● Page text
[117] Bushnan, on his return, was appointed to Franklin’s land journey, but died before starting, in 1825.

[118] All three were with Parry again in his third voyage.

[119] Mr Hooper was with Parry in his third voyage. Afterwards he for some time held the post of Secretary to Greenwich Hospital. He died in 1833.

[120] The Rev. G. Fisher was afterwards Head Master of Greenwich School from 1834 to 1863. He died in 1873.

[121] The instructions for Parry’s second expedition were signed by Sir George Cockburn, Sir Henry Hotham, and Sir George Clerk.

[122] Captain Lyon served on board the Albion at the battle of Algiers. He made an important journey from Tripoli to Mouzourk and wrote an excellent account of a very little known country. In 1825 he married Lucy, daughter of Lord Edward Fitzgerald, who died in 1826. In 1828 he published a journal of travels in Mexico. This accomplished and much beloved officer died in 1832.

● Data section

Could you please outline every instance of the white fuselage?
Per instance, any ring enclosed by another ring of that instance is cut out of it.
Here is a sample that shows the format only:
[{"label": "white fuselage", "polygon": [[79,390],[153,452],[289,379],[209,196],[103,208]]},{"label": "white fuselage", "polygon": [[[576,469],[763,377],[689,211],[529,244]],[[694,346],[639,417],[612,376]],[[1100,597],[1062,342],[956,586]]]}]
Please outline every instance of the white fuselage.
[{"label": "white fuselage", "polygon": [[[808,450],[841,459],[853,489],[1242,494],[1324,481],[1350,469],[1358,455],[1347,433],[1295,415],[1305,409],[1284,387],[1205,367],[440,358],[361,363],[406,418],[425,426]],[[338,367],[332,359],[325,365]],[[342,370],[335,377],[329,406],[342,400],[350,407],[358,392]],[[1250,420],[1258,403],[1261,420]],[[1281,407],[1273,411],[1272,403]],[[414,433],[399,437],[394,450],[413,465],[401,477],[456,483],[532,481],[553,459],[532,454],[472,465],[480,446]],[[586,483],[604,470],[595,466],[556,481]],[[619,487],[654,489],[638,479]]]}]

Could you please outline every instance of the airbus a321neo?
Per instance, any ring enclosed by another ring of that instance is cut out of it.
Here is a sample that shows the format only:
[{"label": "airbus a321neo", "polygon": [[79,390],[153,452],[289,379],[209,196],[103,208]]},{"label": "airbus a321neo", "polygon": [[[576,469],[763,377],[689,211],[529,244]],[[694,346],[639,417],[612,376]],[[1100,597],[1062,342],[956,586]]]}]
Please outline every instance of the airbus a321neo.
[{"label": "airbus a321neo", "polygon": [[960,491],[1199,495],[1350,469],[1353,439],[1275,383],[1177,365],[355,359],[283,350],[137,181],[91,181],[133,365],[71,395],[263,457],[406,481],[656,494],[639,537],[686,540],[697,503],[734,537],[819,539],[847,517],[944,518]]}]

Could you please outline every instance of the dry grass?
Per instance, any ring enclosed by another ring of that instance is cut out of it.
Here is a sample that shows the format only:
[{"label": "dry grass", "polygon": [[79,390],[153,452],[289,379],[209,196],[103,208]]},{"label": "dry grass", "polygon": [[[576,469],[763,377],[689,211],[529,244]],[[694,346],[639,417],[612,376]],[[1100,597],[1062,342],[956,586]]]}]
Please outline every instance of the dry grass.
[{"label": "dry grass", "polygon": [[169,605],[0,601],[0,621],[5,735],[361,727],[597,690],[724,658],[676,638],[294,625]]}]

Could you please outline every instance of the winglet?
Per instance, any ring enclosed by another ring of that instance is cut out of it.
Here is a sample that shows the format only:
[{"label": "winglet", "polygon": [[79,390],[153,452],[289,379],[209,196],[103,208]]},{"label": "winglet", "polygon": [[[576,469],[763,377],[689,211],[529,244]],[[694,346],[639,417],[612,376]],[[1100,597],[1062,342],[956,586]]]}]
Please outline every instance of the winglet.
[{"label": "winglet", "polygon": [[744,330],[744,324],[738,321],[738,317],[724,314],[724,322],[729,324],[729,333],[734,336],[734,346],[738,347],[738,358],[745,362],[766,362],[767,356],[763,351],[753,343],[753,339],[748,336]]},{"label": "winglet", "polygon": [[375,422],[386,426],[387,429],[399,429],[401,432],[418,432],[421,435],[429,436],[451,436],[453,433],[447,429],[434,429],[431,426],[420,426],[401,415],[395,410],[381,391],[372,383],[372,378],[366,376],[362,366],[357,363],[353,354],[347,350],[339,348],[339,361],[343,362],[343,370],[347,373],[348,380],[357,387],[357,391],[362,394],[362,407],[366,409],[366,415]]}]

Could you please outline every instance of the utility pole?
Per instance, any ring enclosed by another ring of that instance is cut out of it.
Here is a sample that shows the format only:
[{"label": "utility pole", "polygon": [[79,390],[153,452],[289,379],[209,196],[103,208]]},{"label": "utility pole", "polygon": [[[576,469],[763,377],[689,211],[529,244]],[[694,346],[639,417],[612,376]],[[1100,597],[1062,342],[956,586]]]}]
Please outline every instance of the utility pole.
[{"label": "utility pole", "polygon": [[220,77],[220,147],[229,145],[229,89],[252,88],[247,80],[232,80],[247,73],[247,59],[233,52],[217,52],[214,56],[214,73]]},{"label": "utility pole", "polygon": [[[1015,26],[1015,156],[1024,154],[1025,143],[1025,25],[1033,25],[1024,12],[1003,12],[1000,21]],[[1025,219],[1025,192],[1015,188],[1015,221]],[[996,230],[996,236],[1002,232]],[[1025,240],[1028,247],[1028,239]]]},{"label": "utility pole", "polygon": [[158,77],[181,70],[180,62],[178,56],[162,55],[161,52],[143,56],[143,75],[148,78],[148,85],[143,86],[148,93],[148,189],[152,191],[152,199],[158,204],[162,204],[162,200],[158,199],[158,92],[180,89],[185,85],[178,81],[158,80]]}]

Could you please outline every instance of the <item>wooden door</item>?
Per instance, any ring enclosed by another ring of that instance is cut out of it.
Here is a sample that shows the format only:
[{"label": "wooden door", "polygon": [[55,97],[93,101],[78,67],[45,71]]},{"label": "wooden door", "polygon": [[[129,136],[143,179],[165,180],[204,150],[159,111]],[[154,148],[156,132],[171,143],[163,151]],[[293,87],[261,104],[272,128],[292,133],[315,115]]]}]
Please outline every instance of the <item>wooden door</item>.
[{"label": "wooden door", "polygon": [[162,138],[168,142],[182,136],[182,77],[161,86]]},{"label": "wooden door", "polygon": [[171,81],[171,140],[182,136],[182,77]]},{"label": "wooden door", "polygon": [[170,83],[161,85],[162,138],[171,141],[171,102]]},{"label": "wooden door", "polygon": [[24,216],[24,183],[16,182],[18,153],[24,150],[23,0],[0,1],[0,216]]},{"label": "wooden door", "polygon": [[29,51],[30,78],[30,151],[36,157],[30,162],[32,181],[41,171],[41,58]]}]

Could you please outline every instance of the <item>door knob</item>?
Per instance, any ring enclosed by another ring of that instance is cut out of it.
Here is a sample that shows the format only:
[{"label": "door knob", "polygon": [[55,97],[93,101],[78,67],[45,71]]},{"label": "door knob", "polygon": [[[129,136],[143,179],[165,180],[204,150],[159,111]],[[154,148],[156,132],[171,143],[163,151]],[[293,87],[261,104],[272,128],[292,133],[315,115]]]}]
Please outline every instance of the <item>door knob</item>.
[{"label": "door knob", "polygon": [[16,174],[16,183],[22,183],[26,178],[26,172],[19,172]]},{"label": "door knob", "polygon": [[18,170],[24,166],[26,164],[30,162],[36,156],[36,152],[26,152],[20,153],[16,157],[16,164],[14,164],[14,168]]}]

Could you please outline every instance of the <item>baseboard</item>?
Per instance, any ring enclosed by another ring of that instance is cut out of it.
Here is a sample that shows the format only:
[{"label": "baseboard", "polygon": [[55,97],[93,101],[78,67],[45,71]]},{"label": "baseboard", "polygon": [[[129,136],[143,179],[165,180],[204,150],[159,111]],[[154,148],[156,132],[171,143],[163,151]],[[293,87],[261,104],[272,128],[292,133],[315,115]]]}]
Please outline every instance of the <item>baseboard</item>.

● Requirement 1
In the notes on Parry's voyages, what post did Mr Hooper hold for some time after the third voyage?
● Requirement 2
Print the part of the notes on Parry's voyages starting at "[118] All three" and ending at "Sir George Clerk.".

● Exercise output 1
Secretary to Greenwich Hospital.

● Exercise output 2
[118] All three were with Parry again in his third voyage.

[119] Mr Hooper was with Parry in his third voyage. Afterwards he for some time held the post of Secretary to Greenwich Hospital. He died in 1833.

[120] The Rev. G. Fisher was afterwards Head Master of Greenwich School from 1834 to 1863. He died in 1873.

[121] The instructions for Parry’s second expedition were signed by Sir George Cockburn, Sir Henry Hotham, and Sir George Clerk.